→ **Work order**
Output only the lines from the one holding "rough mask: <svg" to the end of the data below, please, copied exactly.

→ **The records**
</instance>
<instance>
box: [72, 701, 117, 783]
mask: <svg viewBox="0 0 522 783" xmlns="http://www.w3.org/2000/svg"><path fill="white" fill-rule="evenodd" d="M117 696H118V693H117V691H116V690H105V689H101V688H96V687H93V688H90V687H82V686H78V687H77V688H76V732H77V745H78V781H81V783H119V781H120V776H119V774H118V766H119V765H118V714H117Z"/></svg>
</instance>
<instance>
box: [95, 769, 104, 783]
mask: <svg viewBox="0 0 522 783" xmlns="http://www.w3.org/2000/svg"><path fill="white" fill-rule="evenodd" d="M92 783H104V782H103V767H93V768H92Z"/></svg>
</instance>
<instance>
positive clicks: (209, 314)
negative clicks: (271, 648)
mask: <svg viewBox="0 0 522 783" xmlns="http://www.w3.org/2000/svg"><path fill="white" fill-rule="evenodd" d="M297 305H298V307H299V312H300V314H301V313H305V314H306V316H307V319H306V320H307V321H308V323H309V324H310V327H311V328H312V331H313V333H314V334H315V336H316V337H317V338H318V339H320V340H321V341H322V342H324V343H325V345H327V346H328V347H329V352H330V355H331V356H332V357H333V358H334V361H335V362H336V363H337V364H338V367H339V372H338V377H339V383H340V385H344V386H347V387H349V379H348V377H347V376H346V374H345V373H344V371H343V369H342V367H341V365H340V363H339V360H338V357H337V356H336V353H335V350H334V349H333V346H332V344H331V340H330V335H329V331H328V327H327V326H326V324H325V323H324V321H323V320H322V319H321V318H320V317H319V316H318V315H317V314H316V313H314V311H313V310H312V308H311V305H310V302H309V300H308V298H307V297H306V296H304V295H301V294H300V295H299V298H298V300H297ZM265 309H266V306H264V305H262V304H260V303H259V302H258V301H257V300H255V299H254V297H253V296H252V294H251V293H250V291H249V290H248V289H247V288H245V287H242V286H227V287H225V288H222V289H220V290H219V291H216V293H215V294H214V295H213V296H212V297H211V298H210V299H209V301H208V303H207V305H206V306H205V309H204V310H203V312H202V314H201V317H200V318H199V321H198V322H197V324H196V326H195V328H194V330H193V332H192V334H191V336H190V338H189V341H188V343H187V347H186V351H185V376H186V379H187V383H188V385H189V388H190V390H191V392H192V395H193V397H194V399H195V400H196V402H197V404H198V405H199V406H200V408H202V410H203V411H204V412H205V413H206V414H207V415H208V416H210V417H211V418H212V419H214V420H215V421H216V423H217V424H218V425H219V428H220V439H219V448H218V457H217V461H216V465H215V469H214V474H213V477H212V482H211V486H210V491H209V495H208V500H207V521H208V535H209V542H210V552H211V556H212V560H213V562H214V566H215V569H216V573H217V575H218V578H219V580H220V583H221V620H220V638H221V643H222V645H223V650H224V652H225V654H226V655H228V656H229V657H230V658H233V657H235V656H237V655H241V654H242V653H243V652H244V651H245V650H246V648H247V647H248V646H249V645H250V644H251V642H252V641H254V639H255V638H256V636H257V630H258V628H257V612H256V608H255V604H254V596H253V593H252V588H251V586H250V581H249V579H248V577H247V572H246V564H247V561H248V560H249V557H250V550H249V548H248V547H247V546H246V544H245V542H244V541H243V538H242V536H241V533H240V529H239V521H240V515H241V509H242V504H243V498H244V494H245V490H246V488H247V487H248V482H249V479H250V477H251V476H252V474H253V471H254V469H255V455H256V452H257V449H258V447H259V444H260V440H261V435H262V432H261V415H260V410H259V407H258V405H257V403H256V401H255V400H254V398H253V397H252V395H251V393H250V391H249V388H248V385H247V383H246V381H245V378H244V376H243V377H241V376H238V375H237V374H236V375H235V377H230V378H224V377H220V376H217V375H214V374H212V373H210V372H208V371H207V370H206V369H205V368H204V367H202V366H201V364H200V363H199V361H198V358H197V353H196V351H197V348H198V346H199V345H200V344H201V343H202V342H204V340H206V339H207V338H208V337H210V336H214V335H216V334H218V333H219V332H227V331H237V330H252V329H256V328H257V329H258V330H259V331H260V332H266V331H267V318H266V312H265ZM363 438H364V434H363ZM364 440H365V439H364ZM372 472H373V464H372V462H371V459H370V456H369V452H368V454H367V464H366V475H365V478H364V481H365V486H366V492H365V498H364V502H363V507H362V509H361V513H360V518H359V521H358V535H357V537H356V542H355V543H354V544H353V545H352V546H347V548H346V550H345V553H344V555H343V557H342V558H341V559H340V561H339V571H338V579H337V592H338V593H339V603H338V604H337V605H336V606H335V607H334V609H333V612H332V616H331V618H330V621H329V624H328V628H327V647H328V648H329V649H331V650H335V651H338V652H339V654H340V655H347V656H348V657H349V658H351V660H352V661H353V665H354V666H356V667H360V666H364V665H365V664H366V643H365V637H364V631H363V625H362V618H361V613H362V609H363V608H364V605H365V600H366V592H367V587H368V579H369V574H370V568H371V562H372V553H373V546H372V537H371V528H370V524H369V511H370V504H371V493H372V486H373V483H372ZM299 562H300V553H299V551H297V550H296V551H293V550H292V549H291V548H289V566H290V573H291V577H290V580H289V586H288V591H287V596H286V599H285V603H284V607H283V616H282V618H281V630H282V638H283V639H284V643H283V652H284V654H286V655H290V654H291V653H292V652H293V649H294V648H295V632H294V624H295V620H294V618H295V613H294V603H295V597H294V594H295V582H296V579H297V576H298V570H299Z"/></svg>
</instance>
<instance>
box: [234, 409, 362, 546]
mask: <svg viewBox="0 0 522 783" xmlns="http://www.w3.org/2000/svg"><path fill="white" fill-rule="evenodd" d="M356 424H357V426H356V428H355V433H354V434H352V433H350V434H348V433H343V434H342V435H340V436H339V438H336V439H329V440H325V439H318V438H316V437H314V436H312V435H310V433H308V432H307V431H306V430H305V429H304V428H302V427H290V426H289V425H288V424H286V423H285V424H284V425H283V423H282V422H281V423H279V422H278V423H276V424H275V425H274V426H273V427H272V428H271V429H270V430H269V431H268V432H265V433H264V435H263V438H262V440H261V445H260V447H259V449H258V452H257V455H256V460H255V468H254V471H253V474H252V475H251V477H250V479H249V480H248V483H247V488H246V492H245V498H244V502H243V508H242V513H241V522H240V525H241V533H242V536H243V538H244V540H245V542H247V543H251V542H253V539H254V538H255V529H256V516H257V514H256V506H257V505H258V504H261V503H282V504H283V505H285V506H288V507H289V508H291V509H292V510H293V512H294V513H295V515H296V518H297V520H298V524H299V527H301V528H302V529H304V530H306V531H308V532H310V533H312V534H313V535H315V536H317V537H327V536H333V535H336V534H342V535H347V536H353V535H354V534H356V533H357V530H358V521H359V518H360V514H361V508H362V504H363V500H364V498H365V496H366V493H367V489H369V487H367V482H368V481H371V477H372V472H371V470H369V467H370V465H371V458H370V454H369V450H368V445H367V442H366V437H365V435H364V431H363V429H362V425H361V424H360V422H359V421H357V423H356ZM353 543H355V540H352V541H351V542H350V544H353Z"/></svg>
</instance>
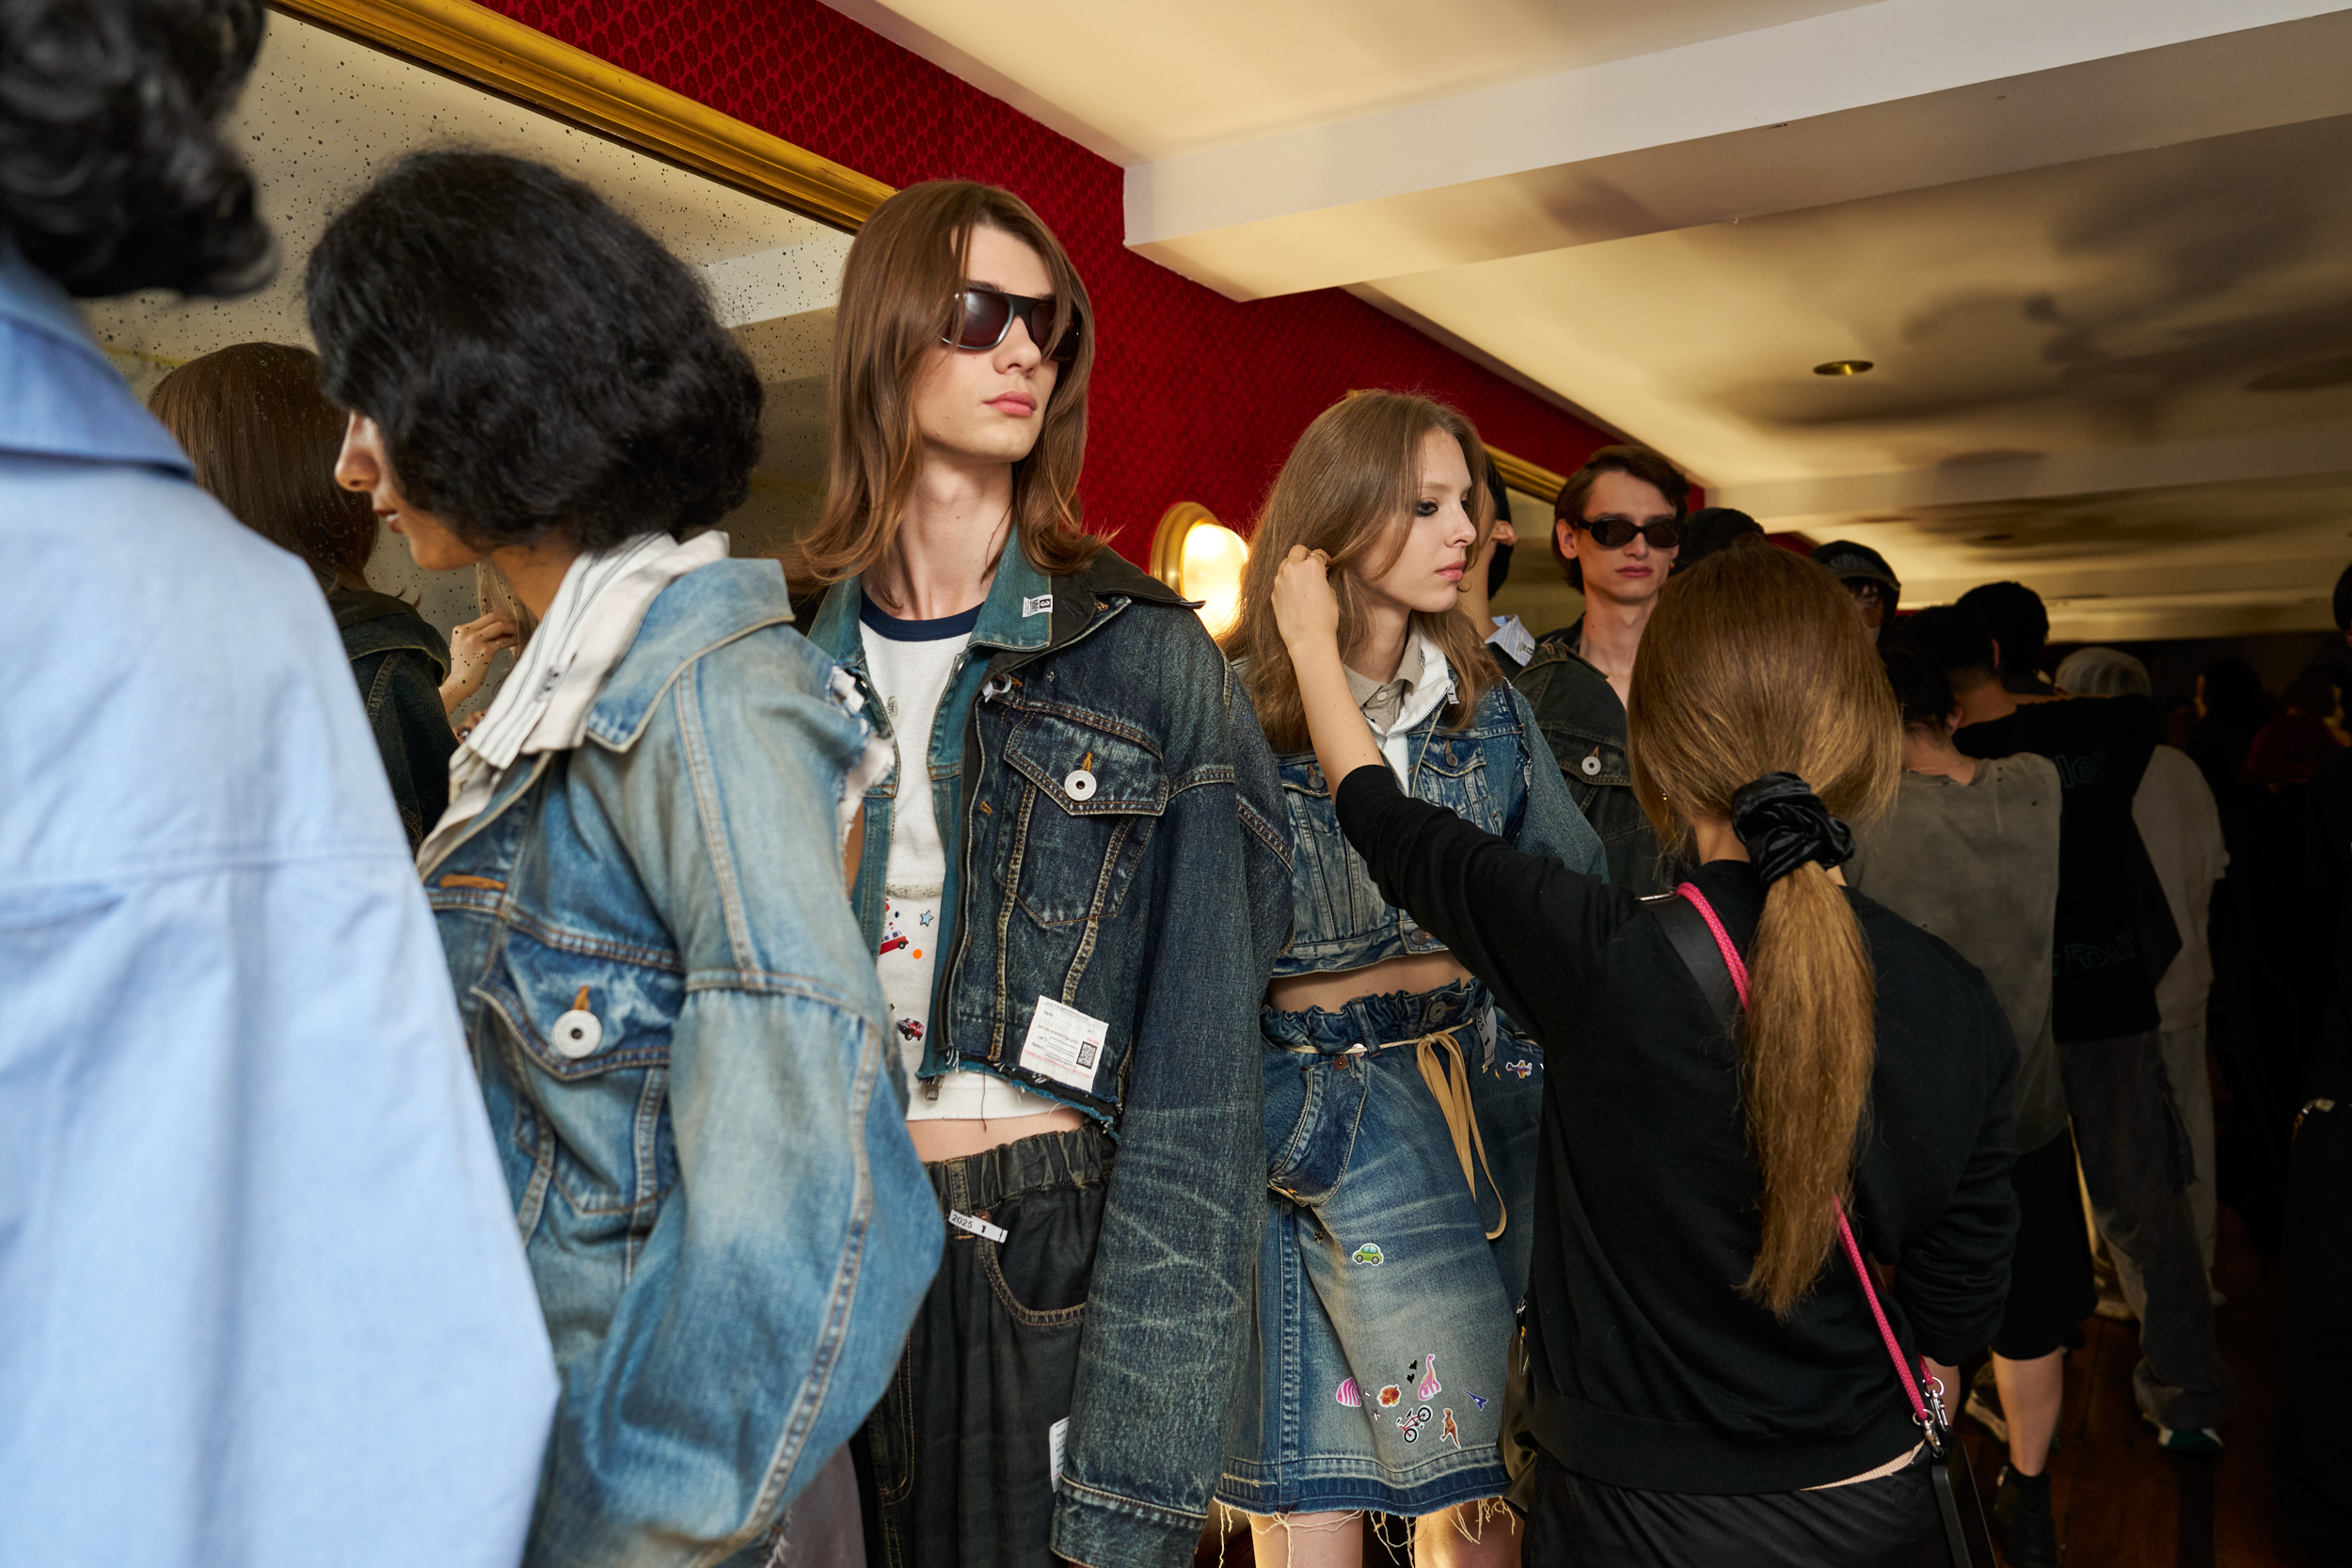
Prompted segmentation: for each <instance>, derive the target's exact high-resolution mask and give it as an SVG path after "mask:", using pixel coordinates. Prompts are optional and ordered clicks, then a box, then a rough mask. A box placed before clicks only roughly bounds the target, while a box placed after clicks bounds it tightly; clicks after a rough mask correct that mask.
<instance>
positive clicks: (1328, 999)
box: [1265, 952, 1470, 1013]
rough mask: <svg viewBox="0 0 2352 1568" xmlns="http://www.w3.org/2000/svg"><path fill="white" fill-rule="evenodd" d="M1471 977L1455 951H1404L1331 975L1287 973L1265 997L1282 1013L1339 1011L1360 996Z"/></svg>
mask: <svg viewBox="0 0 2352 1568" xmlns="http://www.w3.org/2000/svg"><path fill="white" fill-rule="evenodd" d="M1468 978H1470V971H1468V969H1463V966H1461V964H1456V961H1454V954H1451V952H1402V954H1397V957H1392V959H1381V961H1378V964H1367V966H1364V969H1338V971H1334V973H1327V976H1287V978H1282V980H1275V983H1272V985H1270V987H1268V990H1265V999H1268V1001H1270V1004H1272V1006H1275V1009H1277V1011H1282V1013H1303V1011H1308V1009H1310V1006H1319V1009H1324V1011H1327V1013H1336V1011H1341V1009H1343V1006H1348V1004H1350V1001H1355V999H1357V997H1385V994H1388V992H1432V990H1437V987H1439V985H1454V983H1456V980H1468Z"/></svg>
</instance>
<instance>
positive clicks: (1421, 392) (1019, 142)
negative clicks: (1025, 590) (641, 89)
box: [487, 0, 1611, 562]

→ **Response**
rough mask: <svg viewBox="0 0 2352 1568" xmlns="http://www.w3.org/2000/svg"><path fill="white" fill-rule="evenodd" d="M1471 977L1455 951H1404L1331 975L1287 973L1265 997L1282 1013L1339 1011L1360 996Z"/></svg>
mask: <svg viewBox="0 0 2352 1568" xmlns="http://www.w3.org/2000/svg"><path fill="white" fill-rule="evenodd" d="M1468 978H1470V971H1468V969H1463V966H1461V964H1456V961H1454V954H1451V952H1402V954H1397V957H1392V959H1381V961H1378V964H1367V966H1364V969H1338V971H1334V973H1327V976H1287V978H1282V980H1275V983H1272V985H1270V987H1268V990H1265V999H1268V1001H1270V1004H1272V1006H1275V1009H1277V1011H1282V1013H1303V1011H1308V1009H1310V1006H1319V1009H1324V1011H1327V1013H1336V1011H1341V1009H1343V1006H1348V1004H1350V1001H1355V999H1357V997H1385V994H1388V992H1432V990H1437V987H1439V985H1454V983H1456V980H1468Z"/></svg>
</instance>
<instance>
positive clicks: (1421, 392) (1019, 142)
negative clicks: (1025, 590) (641, 89)
box: [487, 0, 1611, 562]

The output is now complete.